[Dataset excerpts on object pointing]
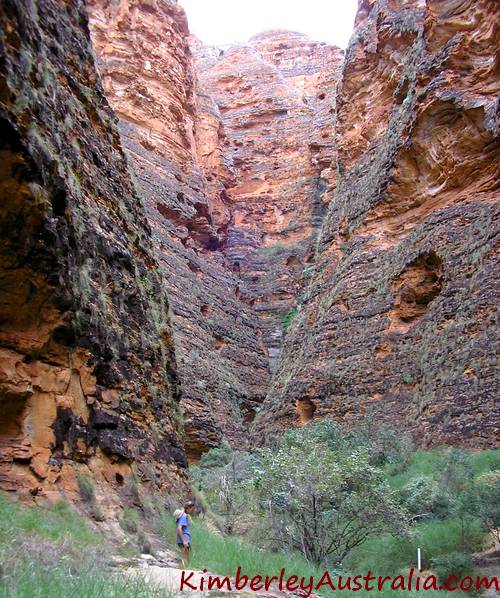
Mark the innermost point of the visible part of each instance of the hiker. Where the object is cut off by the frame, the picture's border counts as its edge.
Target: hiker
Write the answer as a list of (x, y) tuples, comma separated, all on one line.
[(182, 522)]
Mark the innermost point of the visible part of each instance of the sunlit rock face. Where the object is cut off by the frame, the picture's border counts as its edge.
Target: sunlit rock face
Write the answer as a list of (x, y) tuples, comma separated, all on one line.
[(397, 322), (176, 143), (233, 155), (275, 96), (87, 370)]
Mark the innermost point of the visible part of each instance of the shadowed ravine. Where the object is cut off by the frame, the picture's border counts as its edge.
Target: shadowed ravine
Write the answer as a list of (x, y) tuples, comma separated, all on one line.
[(205, 247)]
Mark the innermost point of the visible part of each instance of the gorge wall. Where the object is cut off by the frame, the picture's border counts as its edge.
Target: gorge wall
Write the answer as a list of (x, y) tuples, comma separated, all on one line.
[(234, 208), (244, 239), (398, 322), (88, 381)]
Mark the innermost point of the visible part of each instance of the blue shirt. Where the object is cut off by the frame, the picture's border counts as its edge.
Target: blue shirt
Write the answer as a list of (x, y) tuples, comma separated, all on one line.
[(183, 521)]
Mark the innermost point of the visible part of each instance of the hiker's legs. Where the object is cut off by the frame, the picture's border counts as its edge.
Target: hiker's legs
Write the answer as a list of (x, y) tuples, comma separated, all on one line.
[(184, 552)]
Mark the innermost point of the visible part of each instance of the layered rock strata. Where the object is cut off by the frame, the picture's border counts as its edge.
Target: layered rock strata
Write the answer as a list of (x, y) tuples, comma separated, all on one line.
[(232, 233), (275, 95), (398, 322), (87, 369)]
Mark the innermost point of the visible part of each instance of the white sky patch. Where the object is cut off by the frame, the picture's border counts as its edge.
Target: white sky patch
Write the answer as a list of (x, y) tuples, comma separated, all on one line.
[(221, 22)]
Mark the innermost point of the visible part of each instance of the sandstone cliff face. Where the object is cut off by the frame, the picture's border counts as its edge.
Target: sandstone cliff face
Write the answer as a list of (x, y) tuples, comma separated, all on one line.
[(275, 95), (219, 184), (87, 369), (175, 139), (398, 321)]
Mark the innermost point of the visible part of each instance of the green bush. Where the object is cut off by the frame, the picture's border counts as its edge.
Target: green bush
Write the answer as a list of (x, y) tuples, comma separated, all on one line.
[(320, 494), (453, 563), (424, 497)]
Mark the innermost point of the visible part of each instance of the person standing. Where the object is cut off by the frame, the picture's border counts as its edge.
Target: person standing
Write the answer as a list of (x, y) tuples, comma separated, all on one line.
[(182, 522)]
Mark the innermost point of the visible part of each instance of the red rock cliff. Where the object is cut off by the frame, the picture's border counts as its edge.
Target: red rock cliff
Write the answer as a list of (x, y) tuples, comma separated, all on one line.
[(233, 209), (87, 370), (398, 321)]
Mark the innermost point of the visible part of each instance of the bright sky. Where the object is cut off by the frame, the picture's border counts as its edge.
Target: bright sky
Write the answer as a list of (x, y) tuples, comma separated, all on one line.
[(220, 22)]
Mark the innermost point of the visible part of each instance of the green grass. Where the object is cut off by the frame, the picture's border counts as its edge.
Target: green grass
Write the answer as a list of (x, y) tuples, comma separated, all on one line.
[(429, 463), (388, 555), (51, 552), (57, 522), (223, 555), (35, 581)]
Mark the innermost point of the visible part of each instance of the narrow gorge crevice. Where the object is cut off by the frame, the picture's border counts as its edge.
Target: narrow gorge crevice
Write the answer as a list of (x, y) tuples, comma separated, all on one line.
[(204, 245)]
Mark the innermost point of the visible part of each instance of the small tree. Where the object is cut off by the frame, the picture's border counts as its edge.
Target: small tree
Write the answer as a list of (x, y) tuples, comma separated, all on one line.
[(322, 497), (488, 502)]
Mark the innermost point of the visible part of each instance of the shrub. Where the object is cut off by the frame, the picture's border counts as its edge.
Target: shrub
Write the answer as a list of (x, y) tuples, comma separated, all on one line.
[(424, 497), (453, 563), (323, 502)]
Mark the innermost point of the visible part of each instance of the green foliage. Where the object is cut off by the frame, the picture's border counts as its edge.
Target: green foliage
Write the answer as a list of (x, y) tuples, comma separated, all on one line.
[(322, 496), (288, 318), (57, 581), (50, 552), (219, 481), (453, 563), (388, 554), (54, 523), (424, 497), (487, 488)]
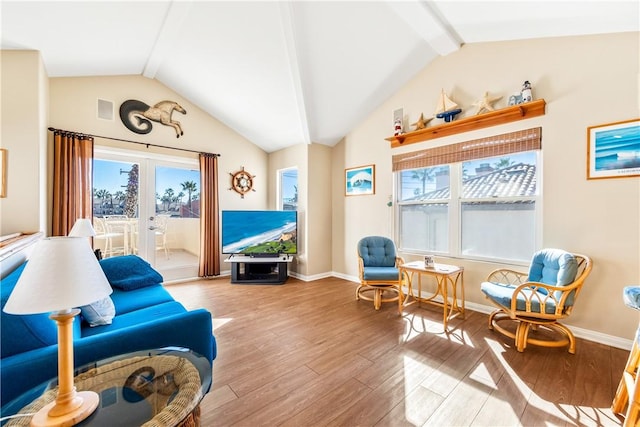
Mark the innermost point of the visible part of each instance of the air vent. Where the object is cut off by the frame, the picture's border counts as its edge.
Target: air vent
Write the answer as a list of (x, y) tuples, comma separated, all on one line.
[(105, 109)]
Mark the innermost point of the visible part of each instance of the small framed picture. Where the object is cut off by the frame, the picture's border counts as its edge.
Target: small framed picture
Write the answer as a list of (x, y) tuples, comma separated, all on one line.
[(613, 150), (360, 181)]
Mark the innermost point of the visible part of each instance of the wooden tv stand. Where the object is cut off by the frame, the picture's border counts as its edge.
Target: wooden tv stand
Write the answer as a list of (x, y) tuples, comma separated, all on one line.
[(267, 270)]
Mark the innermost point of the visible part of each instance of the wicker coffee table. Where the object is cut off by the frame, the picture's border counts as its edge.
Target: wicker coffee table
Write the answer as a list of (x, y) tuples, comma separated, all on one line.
[(151, 388)]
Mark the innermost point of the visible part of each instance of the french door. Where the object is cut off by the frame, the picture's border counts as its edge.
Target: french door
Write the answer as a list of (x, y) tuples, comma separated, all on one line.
[(148, 205)]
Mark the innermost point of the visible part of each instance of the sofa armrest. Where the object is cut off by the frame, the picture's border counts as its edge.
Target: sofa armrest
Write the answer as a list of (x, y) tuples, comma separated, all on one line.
[(192, 329)]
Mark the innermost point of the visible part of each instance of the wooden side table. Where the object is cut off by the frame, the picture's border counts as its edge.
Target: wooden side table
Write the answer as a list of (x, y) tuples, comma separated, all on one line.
[(152, 389), (628, 394), (447, 276)]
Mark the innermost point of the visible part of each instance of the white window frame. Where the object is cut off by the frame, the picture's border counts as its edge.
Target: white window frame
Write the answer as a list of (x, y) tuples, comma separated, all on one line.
[(455, 220), (279, 195)]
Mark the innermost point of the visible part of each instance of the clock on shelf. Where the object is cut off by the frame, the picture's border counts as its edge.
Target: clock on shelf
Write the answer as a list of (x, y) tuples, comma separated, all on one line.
[(241, 182)]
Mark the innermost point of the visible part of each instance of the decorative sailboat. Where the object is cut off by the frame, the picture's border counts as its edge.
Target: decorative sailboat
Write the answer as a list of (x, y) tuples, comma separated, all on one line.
[(446, 109)]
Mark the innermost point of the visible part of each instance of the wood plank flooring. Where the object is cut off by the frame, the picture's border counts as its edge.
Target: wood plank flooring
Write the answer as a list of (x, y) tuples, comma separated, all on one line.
[(309, 354)]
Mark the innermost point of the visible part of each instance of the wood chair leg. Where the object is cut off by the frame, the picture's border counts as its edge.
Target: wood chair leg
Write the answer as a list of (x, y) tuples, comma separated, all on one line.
[(628, 393)]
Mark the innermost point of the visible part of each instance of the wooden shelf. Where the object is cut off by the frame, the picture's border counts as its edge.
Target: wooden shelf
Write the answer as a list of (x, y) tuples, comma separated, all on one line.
[(492, 118)]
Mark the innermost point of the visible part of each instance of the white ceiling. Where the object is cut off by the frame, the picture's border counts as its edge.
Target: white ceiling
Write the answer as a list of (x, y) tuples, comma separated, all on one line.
[(285, 73)]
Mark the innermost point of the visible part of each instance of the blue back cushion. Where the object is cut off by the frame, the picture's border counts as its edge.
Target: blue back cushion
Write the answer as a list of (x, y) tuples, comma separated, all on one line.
[(20, 333), (553, 267), (377, 251), (129, 272)]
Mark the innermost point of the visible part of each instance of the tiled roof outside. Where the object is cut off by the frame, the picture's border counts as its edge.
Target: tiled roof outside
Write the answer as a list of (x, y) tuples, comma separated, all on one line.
[(512, 181)]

• [Prompt]: From the start of the records through the line containing "[(397, 322), (176, 143), (233, 155), (275, 96), (87, 370)]", inclusive, switch every "hiker" to "climber" and leave everything else as it is. Give only those lines, without the pictures.

• [Response below]:
Mark the innermost point of the visible part of each instance of the climber. Where the object is cut off by the frame, the picture's border counts as its edge.
Target: climber
Write the answer as a list of (x, y) tuples, comma separated, all on one line.
[(182, 522)]
Mark the innermost point of the visible part of each instance of the sunlit rock face. Where the object is cut off by the frame, the picture's border counts as its edge.
Target: sunlit rock face
Write the answer as a list of (x, y) tuples, comma separated, all on one line.
[(397, 322), (176, 143), (233, 155), (275, 96), (87, 370)]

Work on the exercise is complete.